[Supplied data — start]
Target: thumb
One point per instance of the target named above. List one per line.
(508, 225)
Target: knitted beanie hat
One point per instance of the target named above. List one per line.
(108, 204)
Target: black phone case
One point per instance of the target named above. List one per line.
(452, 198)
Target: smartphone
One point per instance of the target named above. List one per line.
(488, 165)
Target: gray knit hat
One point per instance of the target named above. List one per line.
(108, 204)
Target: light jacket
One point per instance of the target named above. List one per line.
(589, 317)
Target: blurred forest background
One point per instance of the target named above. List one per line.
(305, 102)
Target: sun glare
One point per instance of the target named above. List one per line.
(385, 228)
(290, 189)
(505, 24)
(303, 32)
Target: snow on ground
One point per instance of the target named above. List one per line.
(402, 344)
[Supplied data — finish]
* [What you need to do]: In full and without error, transcribe the listing.

* [Task result]:
Target: thumb
One point per instance of the target named above. List one per line.
(508, 225)
Target: knitted beanie hat
One point per instance of the target named above. List one per line.
(108, 204)
Target: black phone case
One point per instance of the target named above. List one per line.
(452, 198)
Target: smartphone
One point per instance of the target named above. List one per line.
(488, 165)
Target: gray knit hat
One point per instance of the target named above. List one per line.
(108, 204)
Target: light jacket
One point per instance of the target named above. List one per line.
(589, 317)
Target: blurred forest background
One point per instance of the target named above. List one per line.
(305, 102)
Target: sun glare
One point per instance of the target named above. List one per line.
(385, 228)
(290, 189)
(505, 24)
(303, 32)
Target: snow on ground
One point per instance of the target named above. List one per line.
(402, 344)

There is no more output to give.